■ **TASK BRIEF**:
What comes next in the article below on Indonesia's subsidized plantation loans? Continue it from its last sentence.

┌─ SOURCE DOCUMENT

Under the loans scheme, commercial banks can extend 10 trillion rupiah ($1.10 billion) in total at subsidised interest rates to plantations in the next four years.
   
Indonesia, the world second-biggest producer of rubber and palm oil and third-biggest for cocoa, said the loans carried fixed rates of 10%.
   
With commercial lending rates at up to around 16 per cent, the government covers the difference.
   
PT Bank Rakyat Indonesia, the country’s leading bank in rural areas, is expected to play a major role in the subsidised loan scheme which has so far received a healthy response from the plantation sector, Krisnamurthi said.
   
Official data indicates that about half of Indonesia’s 100 million labour force is employed in the agriculture sector.

Momentum 
  

“We have to capitalise on the momentum not just to resolve problems faced by the plantation sector, but also to fix the bigger economic problems so as to create employment opportunities”

Bayu Krisnamurthi, deputy minister at the chief economics ministry

Krisnamurthi said he was optimistic that the scheme would work as palm oil prices were expected to stay firm amid strong global demand for biofuel, while rubber prices were being boosted by high demand from the fast-growing economies of China and India.

└─
┌─ RECORD EXTRACTS

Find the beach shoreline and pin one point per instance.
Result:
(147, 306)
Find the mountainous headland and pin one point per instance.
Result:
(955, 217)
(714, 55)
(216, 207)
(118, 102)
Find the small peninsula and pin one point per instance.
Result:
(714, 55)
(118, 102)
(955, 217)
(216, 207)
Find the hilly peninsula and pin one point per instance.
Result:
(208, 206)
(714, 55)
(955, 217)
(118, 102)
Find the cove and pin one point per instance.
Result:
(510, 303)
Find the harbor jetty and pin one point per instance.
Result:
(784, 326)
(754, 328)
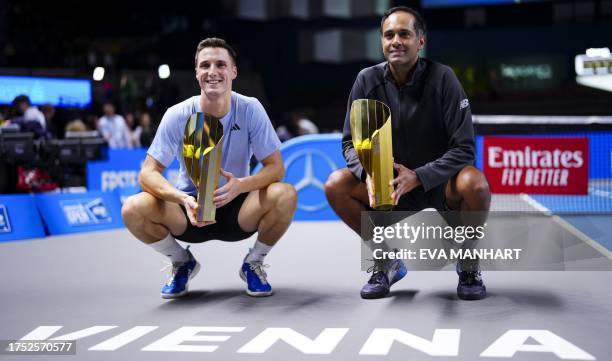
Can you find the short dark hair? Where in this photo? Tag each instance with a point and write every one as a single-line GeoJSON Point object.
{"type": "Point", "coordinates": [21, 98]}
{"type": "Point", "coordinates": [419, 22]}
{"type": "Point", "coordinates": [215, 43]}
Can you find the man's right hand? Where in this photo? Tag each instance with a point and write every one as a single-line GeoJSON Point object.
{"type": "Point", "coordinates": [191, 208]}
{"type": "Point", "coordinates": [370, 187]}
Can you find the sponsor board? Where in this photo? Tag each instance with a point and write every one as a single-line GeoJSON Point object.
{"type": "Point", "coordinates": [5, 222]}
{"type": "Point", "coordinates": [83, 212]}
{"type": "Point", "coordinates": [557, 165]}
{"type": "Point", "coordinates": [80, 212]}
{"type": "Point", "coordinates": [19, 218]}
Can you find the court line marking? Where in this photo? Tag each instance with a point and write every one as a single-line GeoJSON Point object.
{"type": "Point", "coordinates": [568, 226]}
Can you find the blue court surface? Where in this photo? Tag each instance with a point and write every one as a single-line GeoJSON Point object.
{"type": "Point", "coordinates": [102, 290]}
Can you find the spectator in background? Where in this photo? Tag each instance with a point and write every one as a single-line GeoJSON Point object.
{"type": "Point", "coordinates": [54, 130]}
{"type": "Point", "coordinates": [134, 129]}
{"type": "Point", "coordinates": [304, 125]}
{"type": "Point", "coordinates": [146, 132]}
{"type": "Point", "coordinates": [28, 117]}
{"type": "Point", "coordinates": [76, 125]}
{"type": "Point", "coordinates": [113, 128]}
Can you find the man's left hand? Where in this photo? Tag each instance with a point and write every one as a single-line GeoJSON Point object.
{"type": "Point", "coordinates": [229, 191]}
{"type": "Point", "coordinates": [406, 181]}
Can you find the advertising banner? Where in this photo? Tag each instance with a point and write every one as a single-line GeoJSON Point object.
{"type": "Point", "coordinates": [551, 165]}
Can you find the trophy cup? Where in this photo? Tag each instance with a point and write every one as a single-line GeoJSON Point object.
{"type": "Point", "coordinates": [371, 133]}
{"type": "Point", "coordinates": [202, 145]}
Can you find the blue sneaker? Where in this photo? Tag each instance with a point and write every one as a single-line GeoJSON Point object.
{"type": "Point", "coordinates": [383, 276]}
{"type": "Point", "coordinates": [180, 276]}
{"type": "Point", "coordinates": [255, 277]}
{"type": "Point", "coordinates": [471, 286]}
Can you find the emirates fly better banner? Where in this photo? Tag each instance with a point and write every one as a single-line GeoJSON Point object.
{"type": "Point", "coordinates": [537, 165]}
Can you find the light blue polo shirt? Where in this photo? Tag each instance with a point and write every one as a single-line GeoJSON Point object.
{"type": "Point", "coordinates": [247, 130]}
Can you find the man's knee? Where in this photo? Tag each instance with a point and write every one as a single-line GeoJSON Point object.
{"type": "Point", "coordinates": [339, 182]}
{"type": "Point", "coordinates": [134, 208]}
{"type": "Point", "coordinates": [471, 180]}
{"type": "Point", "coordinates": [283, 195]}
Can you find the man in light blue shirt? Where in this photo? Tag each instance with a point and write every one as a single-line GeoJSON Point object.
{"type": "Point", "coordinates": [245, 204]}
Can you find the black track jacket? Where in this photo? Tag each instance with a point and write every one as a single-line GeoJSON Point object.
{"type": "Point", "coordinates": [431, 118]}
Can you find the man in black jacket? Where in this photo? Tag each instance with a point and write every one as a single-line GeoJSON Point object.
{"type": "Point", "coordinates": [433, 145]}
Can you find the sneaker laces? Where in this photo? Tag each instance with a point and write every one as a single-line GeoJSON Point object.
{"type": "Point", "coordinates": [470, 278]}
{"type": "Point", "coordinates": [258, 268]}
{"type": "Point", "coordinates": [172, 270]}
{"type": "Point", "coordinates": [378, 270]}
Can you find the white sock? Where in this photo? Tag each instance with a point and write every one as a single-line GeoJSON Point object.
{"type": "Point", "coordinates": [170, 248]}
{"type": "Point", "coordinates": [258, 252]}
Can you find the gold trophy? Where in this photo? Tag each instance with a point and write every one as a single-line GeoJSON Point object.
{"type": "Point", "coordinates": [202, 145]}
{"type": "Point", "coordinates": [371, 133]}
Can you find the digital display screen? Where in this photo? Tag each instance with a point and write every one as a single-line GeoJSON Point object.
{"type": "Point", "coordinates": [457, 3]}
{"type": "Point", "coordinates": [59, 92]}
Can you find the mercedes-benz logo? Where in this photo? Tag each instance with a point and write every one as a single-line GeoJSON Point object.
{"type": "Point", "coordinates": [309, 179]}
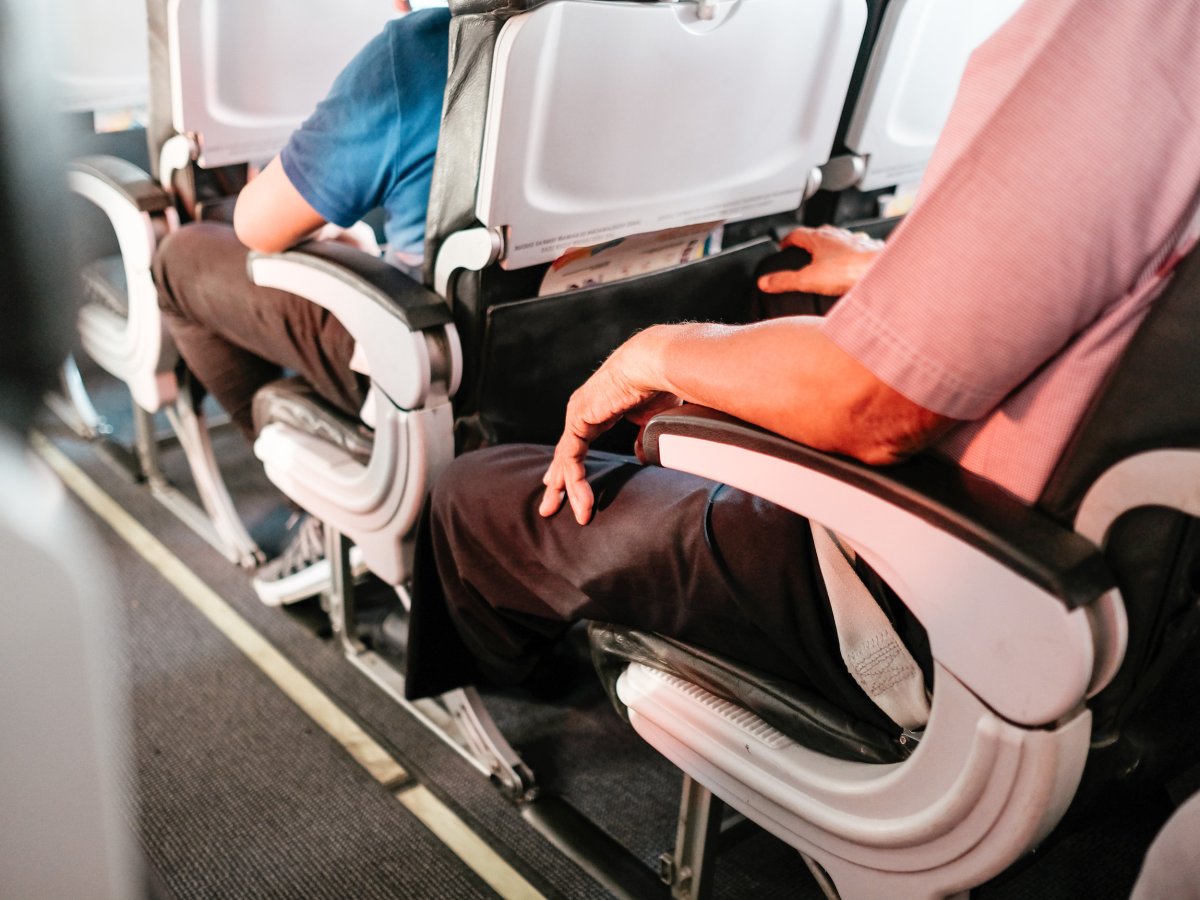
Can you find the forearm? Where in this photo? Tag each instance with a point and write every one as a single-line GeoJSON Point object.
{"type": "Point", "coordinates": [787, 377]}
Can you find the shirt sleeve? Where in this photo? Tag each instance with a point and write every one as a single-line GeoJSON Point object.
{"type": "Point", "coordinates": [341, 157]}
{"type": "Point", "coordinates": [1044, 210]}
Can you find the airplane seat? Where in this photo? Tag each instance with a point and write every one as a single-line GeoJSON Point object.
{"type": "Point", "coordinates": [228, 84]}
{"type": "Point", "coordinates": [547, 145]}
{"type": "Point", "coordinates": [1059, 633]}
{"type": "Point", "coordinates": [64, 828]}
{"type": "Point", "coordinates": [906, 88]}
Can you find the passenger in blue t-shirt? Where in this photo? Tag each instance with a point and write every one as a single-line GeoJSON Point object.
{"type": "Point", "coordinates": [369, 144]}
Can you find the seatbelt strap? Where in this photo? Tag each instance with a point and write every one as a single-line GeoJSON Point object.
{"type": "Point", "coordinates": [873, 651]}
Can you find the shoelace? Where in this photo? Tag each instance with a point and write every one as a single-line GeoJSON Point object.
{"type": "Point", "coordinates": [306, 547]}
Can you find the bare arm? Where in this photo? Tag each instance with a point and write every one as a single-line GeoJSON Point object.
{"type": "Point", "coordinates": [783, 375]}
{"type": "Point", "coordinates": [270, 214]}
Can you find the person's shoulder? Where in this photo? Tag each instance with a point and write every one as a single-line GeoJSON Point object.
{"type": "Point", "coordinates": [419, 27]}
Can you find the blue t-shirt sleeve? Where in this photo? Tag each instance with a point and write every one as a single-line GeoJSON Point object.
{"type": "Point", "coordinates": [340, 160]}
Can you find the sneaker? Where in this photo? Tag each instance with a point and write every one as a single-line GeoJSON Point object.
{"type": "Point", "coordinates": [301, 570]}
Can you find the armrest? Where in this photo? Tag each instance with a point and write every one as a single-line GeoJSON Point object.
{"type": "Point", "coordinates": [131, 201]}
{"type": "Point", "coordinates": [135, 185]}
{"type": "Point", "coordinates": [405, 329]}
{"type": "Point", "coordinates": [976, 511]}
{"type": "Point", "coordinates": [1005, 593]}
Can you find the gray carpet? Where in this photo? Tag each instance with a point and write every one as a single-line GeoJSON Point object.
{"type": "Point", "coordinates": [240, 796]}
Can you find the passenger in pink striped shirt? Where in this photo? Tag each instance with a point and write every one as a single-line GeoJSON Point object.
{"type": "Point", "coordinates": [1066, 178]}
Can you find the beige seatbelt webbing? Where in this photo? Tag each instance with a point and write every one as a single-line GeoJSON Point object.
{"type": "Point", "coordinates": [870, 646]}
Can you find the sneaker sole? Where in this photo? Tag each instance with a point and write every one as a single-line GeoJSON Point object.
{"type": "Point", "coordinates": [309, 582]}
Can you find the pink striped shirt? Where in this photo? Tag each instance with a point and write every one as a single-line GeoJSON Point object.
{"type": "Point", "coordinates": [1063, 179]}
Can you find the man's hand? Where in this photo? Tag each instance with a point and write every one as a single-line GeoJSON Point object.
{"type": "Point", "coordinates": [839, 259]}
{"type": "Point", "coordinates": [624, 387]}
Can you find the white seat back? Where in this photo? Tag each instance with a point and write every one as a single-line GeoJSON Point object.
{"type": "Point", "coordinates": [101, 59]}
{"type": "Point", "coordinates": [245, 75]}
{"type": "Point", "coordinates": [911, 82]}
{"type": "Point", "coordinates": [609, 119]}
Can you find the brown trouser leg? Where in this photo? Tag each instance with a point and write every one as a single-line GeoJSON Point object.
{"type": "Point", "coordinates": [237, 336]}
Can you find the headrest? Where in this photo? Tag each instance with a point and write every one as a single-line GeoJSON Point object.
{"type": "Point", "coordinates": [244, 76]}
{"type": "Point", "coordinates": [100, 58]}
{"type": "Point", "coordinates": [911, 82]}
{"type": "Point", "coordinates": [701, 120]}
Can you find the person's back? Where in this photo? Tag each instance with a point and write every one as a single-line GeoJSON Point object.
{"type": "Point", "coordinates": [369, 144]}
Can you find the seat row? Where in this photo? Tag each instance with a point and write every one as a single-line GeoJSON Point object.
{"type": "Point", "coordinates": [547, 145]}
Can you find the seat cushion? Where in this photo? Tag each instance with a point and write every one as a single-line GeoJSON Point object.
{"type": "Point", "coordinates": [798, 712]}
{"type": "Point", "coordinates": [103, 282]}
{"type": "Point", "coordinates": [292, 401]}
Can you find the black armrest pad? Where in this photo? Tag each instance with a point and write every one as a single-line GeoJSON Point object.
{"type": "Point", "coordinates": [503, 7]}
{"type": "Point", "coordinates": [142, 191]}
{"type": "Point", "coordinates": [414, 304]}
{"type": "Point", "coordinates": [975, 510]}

└─

■ **OUTPUT FOR THIS EXERCISE**:
“We have to capitalise on the momentum not just to resolve problems faced by the plantation sector, but also to fix the bigger economic problems so as to create employment opportunities,” Krisnamurthi said.

Indonesia’s unemployment is around 11 per cent, one of Asia’s highest rates.

Latest government data showed that the number of people living below the poverty line in Indonesia was 39 million in March, about 18 per cent of the popluation.

The number rose compared with February 2005 as prices of fuel and rice rose.
   
It set the poverty line at 152,847 rupiah ($16.8) a head per month, or about 56 US cents a day. Based on the more frequently used poverty line of $1 a day, the number of the poor would be much higher.